Excerpt to read
So now it has been a month. It is cold outside and so Tanya dresses warm, takes her papers and heads of to the shop in the hope that she will finally get back here phone. This is the first time I am hearing about this because she has been too embarrassed to tell me what a fiasco she is having over a phone I told her she didn’t need. Anyway, the guy is there, hands her a phone, says all is good, collects 21,000 rubles (about $10) and sends her home. Tanya gets home and takes a closer look at the phone and sees that it is not her “new” Motorola, but a used one and a lesser model at that.

So now she is freaking out. She has no idea what kind of crap this guy is pulling; she just wants her phone back already. So she heads back out into the cold and to the shop. When she gets there the guy looks at her as if she is crazy. “What do you want? I gave you a working phone.” Is what he says.

“I want my phone.”

“Well, what do you want me to do about this? I don’t know where it is.”

“Well, I don’t want this one.”

“Ok, so don’t take it.” And as she tells the story to m later at home, he was very, very calm.

So this is about where I come into the story. Tanya is on the bed crying and leafing through her phone papers, trying to decide if the courts will help her out. She calls them and asks what they can do and they say, you know, like maybe in 10 years he might have to pay for the phone. Now she’s running up and down the halls; she wants to call the cops, the mayor’s office...

So I put on my coat. I am an American, or “The American” as it goes around here, I know how to handle these things.

“Don’t yell Adam.” Tatyana reminds me.

“I am gonna yell.”

“Don’t yell.”

“And I am going to hit.”

“Don’t hit!” I road my bike across town to this phone fixer’s office.

Exercise instructions
1 > Translate this sentence from the phone-repair story into Spanish: "So she heads back out into the cold and to the shop."
2 > In the phone-repair story, what did the courts tell Tanya about when the man might have to pay for the phone?
3 > List every authority that Tanya calls or wants to call in the phone-repair story.

Data block
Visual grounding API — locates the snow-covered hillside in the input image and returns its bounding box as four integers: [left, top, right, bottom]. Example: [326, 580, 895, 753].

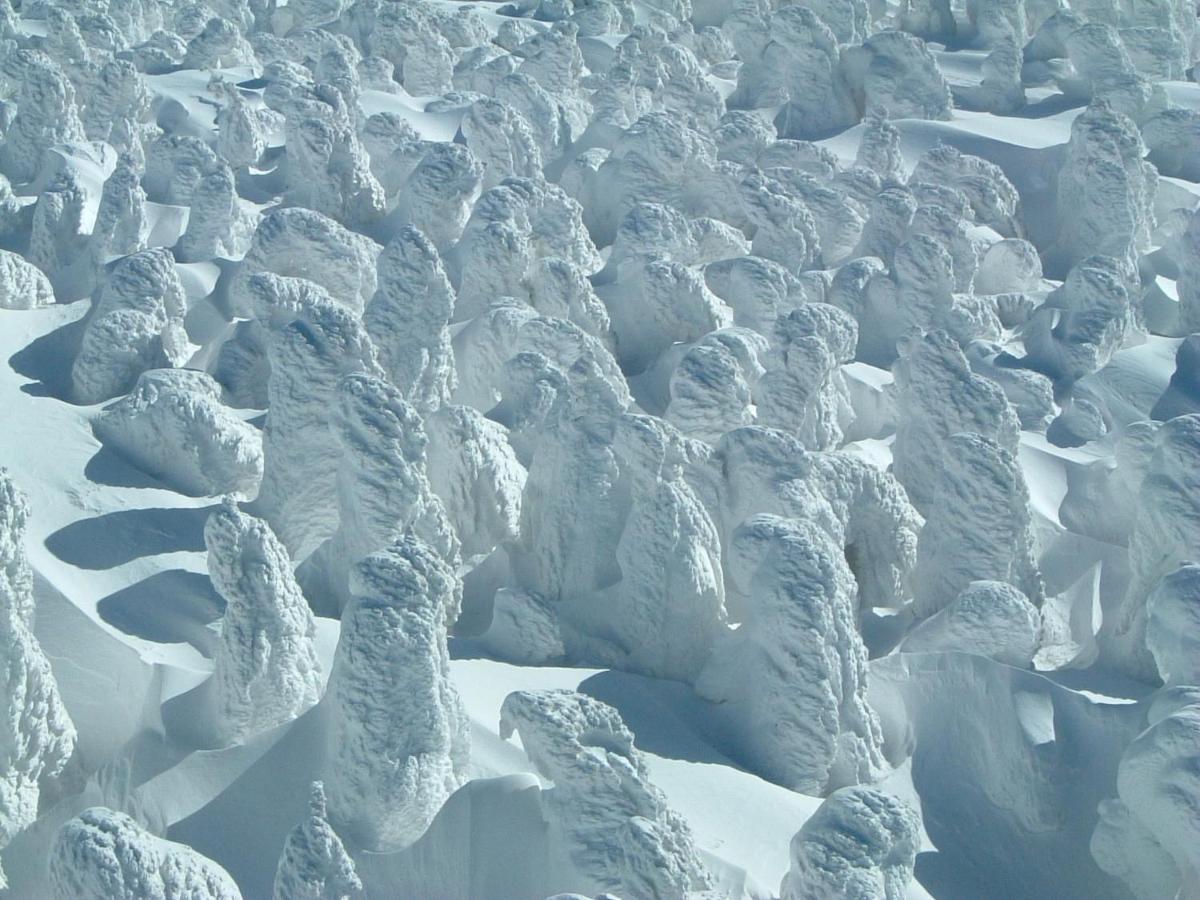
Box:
[0, 0, 1200, 900]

Responses in order
1 > Así que vuelve a salir al frío y se dirige a la tienda.

2 > Maybe in 10 years.

3 >
- The courts
- The cops
- The mayor's office